Excerpts of labeled region data
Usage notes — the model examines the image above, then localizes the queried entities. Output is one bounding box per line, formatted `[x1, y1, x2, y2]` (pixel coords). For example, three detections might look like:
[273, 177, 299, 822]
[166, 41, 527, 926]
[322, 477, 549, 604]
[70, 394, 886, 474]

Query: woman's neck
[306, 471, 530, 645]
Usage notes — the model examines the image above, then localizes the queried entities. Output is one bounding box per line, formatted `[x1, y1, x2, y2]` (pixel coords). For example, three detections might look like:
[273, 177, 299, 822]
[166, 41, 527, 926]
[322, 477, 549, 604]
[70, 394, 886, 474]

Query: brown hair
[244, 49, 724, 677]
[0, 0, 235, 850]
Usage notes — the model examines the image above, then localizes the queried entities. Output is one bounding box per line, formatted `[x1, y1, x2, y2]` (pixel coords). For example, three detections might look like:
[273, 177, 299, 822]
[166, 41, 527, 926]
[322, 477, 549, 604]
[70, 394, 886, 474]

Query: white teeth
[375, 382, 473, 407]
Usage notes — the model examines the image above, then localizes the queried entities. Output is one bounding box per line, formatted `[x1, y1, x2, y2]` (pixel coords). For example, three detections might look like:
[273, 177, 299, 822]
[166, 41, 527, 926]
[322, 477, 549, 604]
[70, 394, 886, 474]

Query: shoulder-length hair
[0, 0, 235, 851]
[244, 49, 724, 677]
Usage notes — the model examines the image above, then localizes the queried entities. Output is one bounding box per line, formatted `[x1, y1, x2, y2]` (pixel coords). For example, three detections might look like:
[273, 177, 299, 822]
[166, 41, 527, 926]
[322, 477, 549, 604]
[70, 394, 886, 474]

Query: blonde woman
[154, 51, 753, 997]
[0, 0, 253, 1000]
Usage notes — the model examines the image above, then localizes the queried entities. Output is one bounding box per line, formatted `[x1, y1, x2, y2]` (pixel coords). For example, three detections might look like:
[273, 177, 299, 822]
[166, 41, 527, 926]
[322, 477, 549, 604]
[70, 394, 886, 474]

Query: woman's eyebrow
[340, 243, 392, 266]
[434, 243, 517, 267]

» GOAL:
Extract every line in the data above that contains the string "Query", treating the match as case-sensitive.

» FULL OUTPUT:
Query: woman's neck
Query: brown hair
Query: white teeth
Query: shoulder-length hair
Query: blonde woman
Query: woman's eyebrow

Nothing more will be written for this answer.